> **Текст для чтения**:
"""

Синдром эмоционального выгорания может проявляться по-разному: от полного уныния и депрессии до трудоголизма, от гиперответственности до полного безразличия и манкирования работой, от глубоко праведного образа жизни до полнейшего ухода в алкоголизм и другие аддикции.

— Что нужно, чтобы решить эту проблему?

Нужна отдельная психологическая служба. Есть специалисты, которые называются клиническими психологами, которые тоже в дефиците. Для понимания приведу пример. В Центре им. Д. Рогачева функционируют 200 коек, которые обслуживают врачи, средний медицинский и технический персонал. Кроме этого, у каждого ребенка есть родители, это еще плюс 200 человек. При центре есть пансионат, куда поселяются семьи больных детей между курсами химиотерапии. Все они — потребители услуг психологов или психологической помощи. В центре таких специалистов всего шестеро. Последним точно так же требуется психологическая коррекция, которую оказывают супервизоры, что перерастает в еще более сложную историю. Это столица, а теперь представьте это в Новосибирске. Даже если клинические психологи и выпускаются сегодня в нашем университете (НГМУ – прим.ред), то это вчерашние школьники со свежим дипломом на руках. И у них не только клинического, но и жизненного опыта нет. Поставлена ли у нас такая служба? Я за 24 года своей практической деятельности с ней не столкнулся.

— С какими психологическими аспектами сталкиваются сами пациенты и их родственники?

В обучении паллиативу есть особый раздел «Сообщение плохих вестей». Это большая наука о том, как сообщать пациенту и его родственникам новости. И не как в том анекдоте, проходя по коридору говорить: «У вас — рак, у вас — рак. Так у меня же камень. Все правильно, камень, а под камнем — рак». К сожалению, сегодня даже опытные коллеги не всегда могут грамотно подобрать слова и обстоятельства, чтобы правильно составить беседу с пациентом.

"""

> **Записи данных**:
"""

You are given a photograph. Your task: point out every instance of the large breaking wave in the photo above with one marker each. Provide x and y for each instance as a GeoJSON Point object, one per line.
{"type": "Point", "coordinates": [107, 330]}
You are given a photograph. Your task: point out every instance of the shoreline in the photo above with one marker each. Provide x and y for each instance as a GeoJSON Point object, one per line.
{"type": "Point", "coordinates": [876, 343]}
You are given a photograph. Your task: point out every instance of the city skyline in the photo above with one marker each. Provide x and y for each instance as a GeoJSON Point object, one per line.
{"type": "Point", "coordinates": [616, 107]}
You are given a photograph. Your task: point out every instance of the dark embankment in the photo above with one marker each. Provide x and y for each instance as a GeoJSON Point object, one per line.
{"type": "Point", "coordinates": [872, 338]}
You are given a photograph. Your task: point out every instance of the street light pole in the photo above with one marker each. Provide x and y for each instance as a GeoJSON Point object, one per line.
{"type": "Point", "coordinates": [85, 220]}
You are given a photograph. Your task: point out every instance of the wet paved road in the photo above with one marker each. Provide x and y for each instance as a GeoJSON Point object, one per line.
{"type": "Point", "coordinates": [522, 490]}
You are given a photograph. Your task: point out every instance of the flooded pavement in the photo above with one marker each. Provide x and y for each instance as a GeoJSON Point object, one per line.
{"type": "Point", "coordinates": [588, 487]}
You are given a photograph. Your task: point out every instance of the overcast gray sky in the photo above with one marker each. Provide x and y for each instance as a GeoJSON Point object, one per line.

"""

> **Задание**:
Пожалуйста, повторите без изменений отрывок из текста о психологической помощи: начните с места, где стоят слова «Синдром эмоционального выгорания», и остановитесь после слов «и другие аддикции.».

> **Письменный ответ**:
Синдром эмоционального выгорания может проявляться по-разному: от полного уныния и депрессии до трудоголизма, от гиперответственности до полного безразличия и манкирования работой, от глубоко праведного образа жизни до полнейшего ухода в алкоголизм и другие аддикции.